Entries drawn from a collection

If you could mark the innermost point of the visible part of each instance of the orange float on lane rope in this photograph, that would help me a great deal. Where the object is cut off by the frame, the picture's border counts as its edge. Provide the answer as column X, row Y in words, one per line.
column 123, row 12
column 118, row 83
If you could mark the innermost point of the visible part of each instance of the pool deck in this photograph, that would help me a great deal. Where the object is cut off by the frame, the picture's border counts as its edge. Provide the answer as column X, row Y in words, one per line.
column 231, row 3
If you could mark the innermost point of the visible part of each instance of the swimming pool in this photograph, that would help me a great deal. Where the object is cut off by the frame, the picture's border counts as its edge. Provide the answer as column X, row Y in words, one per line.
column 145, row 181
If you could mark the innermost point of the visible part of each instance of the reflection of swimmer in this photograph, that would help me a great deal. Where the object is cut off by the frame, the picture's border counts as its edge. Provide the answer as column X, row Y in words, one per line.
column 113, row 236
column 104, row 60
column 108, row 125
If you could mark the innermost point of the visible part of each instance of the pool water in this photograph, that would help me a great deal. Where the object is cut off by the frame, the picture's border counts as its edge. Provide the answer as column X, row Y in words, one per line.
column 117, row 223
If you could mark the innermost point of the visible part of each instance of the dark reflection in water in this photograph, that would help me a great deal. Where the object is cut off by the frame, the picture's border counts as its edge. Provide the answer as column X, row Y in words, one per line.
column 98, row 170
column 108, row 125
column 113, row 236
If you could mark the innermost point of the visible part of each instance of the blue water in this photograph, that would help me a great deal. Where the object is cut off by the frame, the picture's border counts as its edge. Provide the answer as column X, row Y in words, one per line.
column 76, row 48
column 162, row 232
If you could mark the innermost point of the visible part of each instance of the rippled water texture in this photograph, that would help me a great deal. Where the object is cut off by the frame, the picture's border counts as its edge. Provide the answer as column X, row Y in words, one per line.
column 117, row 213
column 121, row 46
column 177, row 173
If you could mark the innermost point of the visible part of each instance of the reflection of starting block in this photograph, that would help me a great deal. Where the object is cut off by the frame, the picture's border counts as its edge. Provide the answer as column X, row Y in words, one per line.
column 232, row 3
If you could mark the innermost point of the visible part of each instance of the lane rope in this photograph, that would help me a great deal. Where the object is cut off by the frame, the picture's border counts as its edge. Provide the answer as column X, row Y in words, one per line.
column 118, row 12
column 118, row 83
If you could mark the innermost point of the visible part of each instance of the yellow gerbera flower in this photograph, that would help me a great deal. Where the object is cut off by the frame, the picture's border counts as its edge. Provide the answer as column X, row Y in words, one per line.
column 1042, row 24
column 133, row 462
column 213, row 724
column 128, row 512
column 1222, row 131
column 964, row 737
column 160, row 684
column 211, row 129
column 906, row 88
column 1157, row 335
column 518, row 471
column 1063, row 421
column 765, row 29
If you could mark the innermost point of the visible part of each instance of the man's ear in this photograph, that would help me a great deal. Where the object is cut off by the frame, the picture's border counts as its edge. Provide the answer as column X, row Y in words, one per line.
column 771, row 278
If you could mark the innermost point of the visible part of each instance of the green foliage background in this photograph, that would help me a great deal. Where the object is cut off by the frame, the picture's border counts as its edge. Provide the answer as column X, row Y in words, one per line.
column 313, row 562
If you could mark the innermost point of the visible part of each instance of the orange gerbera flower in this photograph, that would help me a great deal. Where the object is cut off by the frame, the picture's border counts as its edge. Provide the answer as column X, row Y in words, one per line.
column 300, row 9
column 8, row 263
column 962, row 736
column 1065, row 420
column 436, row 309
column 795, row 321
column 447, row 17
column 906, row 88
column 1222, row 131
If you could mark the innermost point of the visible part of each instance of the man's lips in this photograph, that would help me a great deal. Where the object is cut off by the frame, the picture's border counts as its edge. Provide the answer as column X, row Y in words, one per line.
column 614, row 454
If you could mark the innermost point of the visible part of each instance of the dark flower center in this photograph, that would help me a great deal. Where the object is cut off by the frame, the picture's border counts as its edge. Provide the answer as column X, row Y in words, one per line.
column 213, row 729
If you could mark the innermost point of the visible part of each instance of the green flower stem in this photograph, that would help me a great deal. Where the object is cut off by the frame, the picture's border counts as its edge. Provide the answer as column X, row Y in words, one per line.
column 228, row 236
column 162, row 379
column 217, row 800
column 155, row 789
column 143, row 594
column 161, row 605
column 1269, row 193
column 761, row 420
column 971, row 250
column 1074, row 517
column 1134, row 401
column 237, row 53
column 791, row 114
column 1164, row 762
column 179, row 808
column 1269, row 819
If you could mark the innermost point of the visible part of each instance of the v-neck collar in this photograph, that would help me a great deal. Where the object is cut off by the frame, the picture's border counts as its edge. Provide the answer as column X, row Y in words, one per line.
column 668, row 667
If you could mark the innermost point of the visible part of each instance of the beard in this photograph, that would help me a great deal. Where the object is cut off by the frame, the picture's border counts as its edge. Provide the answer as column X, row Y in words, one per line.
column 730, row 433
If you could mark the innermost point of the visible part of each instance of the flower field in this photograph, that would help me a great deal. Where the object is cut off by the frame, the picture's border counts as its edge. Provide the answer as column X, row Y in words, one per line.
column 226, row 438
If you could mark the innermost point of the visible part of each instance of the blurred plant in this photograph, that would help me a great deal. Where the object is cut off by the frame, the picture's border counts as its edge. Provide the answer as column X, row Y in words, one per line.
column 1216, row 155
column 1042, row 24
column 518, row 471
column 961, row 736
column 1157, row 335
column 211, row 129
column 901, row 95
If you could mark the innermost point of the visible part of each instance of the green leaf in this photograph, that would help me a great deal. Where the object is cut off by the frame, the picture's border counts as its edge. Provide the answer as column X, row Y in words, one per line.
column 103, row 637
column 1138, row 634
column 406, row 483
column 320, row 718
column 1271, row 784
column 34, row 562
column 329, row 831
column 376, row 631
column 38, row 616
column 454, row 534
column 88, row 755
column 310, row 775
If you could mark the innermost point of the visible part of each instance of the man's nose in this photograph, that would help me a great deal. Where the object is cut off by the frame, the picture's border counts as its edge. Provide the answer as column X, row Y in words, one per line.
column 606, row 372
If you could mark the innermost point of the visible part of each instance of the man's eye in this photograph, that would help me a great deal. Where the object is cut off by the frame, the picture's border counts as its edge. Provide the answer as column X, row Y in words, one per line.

Exercise directions
Return all of the material above verbatim, line for line, with no changes.

Answer
If you could mark the innermost point of the visible part of each instance of the orange float on lane rope in this photograph, that would help me a great deal. Where the object is cut off by the frame, the picture's border counts as its edge. Provide the answer as column X, row Y in words, one per line.
column 123, row 12
column 118, row 83
If you could mark the innermost point of the visible part of each instance of the pool deck in this photograph, that would help me a great deal. Where the object is cut off by the frame, the picture's border counts as its edge. Provide the answer as column X, row Y in words, one per line.
column 231, row 3
If you could mark the innermost point of the visible part of each instance of the swimming pool in this photograph, that would help me a great deal. Where the object is cut off by the frame, the picture's border counts as its edge. Provide the answer as column X, row Y in words, one per line.
column 145, row 181
If you could mark the innermost point of the visible part of each instance of the reflection of swimmer in this photograph, that would help me a great deal. Where the object is cut off by the frame, the picture's border counts as its edge. Provide the answer as column X, row Y in words, one per line.
column 113, row 236
column 104, row 60
column 108, row 125
If you could mark the innermost point of the visible part of each instance of the pool water in this photograph, that would help me a great deal. Where the object is cut off by the frame, the picture's border counts as its edge. Provide the answer as column X, row Y in words, one per line.
column 117, row 223
If you could mark the innermost point of the visible part of each instance of the dark reflection in water in this photograph, that would help me a great deal. Where the object is cut off by the frame, the picture's border counts as its edge. Provide the answer as column X, row Y in words, one per line.
column 98, row 170
column 108, row 125
column 113, row 236
If you could mark the innermost point of the visible part of each instance of the blue water in this photograph, that would help me a great deal. Where the object is cut off by the frame, the picture's border counts as its edge. Provide the answer as column X, row Y in words, one per line.
column 76, row 48
column 162, row 232
If you could mark the innermost point of the visible part of each instance of the rippled water texture in this photograph, that would help me a great deal. Where the object is cut off by the frame, the picture's border counts as its edge. Provide the answer as column X, row Y in words, one per line.
column 117, row 213
column 121, row 46
column 177, row 173
If you could mark the innermost point of the visible part of each instance of the reflection of starting block in this photograph, that would help me a great deal. Where the object is cut off by the frame, the picture's border counts as its edge. Provide the answer as column X, row Y in words, one per line.
column 232, row 3
If you could mark the innermost point of the visible part of each instance of the lane rope in this photograph, that would help me a great deal. Where the object is cut off by the frame, the picture's border counts as its edge. Provide the answer as column X, row Y in words, one per line.
column 118, row 12
column 118, row 83
If you could mark the innermost point of the visible part of each instance of the yellow gerbera flower in this photograph, that would help me a great deal. Where the object is cut off by the frame, the picture's border counts as its edge. Provide the answer as column X, row Y in words, one per line.
column 1042, row 24
column 133, row 462
column 213, row 724
column 128, row 512
column 1222, row 131
column 964, row 737
column 160, row 684
column 211, row 129
column 906, row 88
column 1157, row 335
column 518, row 471
column 1063, row 421
column 765, row 29
If you could mark the innermost point of the visible part of each instance of the man's ear in this photograph, that would help me a great deal. Where the object is cut off by the frame, the picture's border counts as its edge. Provide the answer as column X, row Y in words, one per line.
column 771, row 278
If you could mark the innermost point of the visible part of each instance of the green foliage background in this photograph, that would help me a great deal. Where the object is cut off by the frame, the picture's border counts as its edge. Provide the answer as column X, row Y in words, one per line.
column 313, row 562
If you could mark the innermost point of the visible part of each instance of the orange gerbera flower in this photograph, that would help me a great deal. Where the object is cut off by the frame, the picture's border counts as its edge. Provide the answer as column X, row Y in words, one per line.
column 300, row 9
column 8, row 263
column 962, row 736
column 1065, row 420
column 436, row 309
column 795, row 321
column 447, row 17
column 906, row 88
column 1222, row 131
If you could mark the innermost point of the visible part of each instance of the man's lips in this photograph, that would help me a great deal. Where the object is cut off by the frame, the picture's border counts as its edge. Provide the answer as column X, row Y in words, one per line.
column 614, row 454
If you could mark the innermost point of the visible part of each instance of the dark flower center in this photograph, that would help me a great deal. Where the object is cut off by the frame, the picture's border counts as its edge. Provide the answer as column X, row Y in words, one per line.
column 213, row 729
If you could mark the innermost point of the visible part of each instance of the green flower stem in this photograph, that would help me a great deal. Where the object is cut off by the frame, the picture's border counts as its edge. Provide the answer as column X, row Y in words, one per line.
column 228, row 236
column 162, row 379
column 217, row 800
column 155, row 789
column 143, row 594
column 161, row 605
column 1269, row 193
column 761, row 420
column 971, row 250
column 1074, row 517
column 1134, row 401
column 237, row 53
column 791, row 114
column 1164, row 762
column 179, row 808
column 1269, row 819
If you could mark the innermost point of the visible part of each instance of the v-neck collar in this photograph, that would help me a great deal. Where the object is cut off by the frame, the picture's border counts as its edge. Provide the answer as column X, row Y in words, one per line.
column 668, row 667
If you could mark the innermost point of the visible part of each instance of the beard in this photograph, that would help me a great deal. Where the object is cut off by the frame, the picture's border counts as its edge. Provide the answer as column X, row Y in words, one per line.
column 730, row 433
If you could mark the innermost point of the visible part of each instance of the flower field in this photograph, that would help me a great deal. Where the object is cut off by the frame, the picture's border counts as its edge. Provide the answer as column X, row Y in words, one per line.
column 226, row 438
If you could mark the innermost point of the visible part of each instance of the blurred plant in this photograph, that would help me a great deal. Where the object is cut off by the frame, the picture's border counts as its edge. Provide the answer as column X, row Y in words, one per line.
column 1216, row 155
column 1042, row 24
column 518, row 471
column 961, row 736
column 1157, row 335
column 211, row 129
column 901, row 95
If you could mark the innermost point of the visible part of each instance of the green leaf in this photograph, that would help me a great deal. Where the object is cut off by the frame, the picture's border counts as its edge. Provide the answer as column X, row Y in words, one per line.
column 103, row 637
column 1138, row 634
column 406, row 483
column 320, row 718
column 1271, row 784
column 34, row 562
column 329, row 831
column 376, row 631
column 38, row 616
column 454, row 534
column 88, row 755
column 310, row 775
If you could mark the innermost point of the visible part of each instance of the man's nose in this photograph, that would help me a great deal. Where the object is cut off by the frame, the picture's border counts as its edge. Provide the answer as column X, row Y in words, one per line.
column 606, row 372
If you could mark the innermost point of the visible part of each instance of the man's eye in this photograph, that would help me a great deal. Where the object is cut off by the frame, the picture's border counts as its edge. Provide the answer as column X, row Y in words, one per line.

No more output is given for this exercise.